## start TEXT TO READ

In a normal anagram clue, you are given the anagram indicator and the anagram fodder. You jumble the fodder to get the answer.
In a reverse anagram clue, you are given the anagrammed word. You work out the answer backwards – the answer consists of the anagram indicator and anagram fodder.
To understand this better, consider a normal anagram and a reverse anagram for the same wordplay: POSH = (SHOP)*
NIE 9 Feb 2010: High-class sort of shop (4) POSH
POSH = (SHOP)*, with "sort of" as anagrind
Guardian 24866 (Pasquale): Posh maybe to have a look at purchasing options (4,6) SHOP AROUND
The definition is "have a look at purchasing options". How is "posh maybe" related to SHOP AROUND? Read it as an anagram in reverse: SHOP "around" (anagram indicator) gives POSH.

## end TEXT TO READ

■ **INSTRUCTION A**
According to the passage on anagram clues, which words serve as the anagram indicator in the NIE clue from 9 Feb 2010?
■ **INSTRUCTION B**
Rewrite the part of the passage on anagram clues that opens with the words "In a normal" and closes with "and anagram fodder.", replacing "jumble" with "rearrange".
■ **INSTRUCTION C**
State whether each statement agrees with the passage on anagram clues. Answer yes or no, and quote the deciding words exactly.
(i) In a reverse anagram clue, the solver is given the anagrammed word.
(ii) In the NIE clue, "High-class" is the anagram indicator.
(iii) The Guardian 24866 clue by Pasquale gives SHOP AROUND as its answer.

## start DATASET EXCERPTS

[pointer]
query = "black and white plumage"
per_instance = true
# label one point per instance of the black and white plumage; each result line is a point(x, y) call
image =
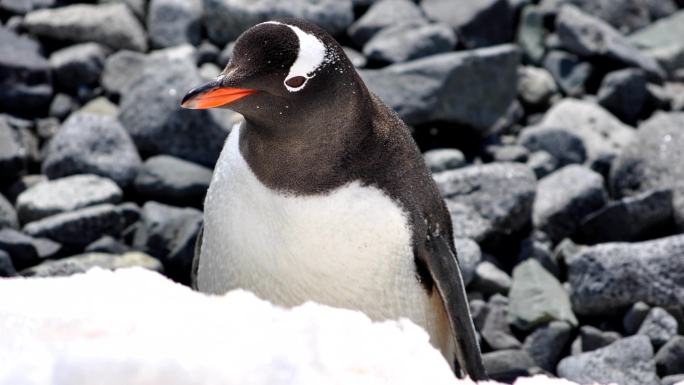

## end DATASET EXCERPTS

■ **WRITTEN SOLUTION A**
"Sort of" is the anagram indicator.

■ **WRITTEN SOLUTION B**
In a normal anagram clue, you are given the anagram indicator and the anagram fodder. You rearrange the fodder to get the answer.
In a reverse anagram clue, you are given the anagrammed word. You work out the answer backwards – the answer consists of the anagram indicator and anagram fodder.

■ **WRITTEN SOLUTION C**
(i) Yes: "In a reverse anagram clue, you are given the anagrammed word."
(ii) No: "with "sort of" as anagrind"
(iii) Yes: "Posh maybe to have a look at purchasing options (4,6) SHOP AROUND"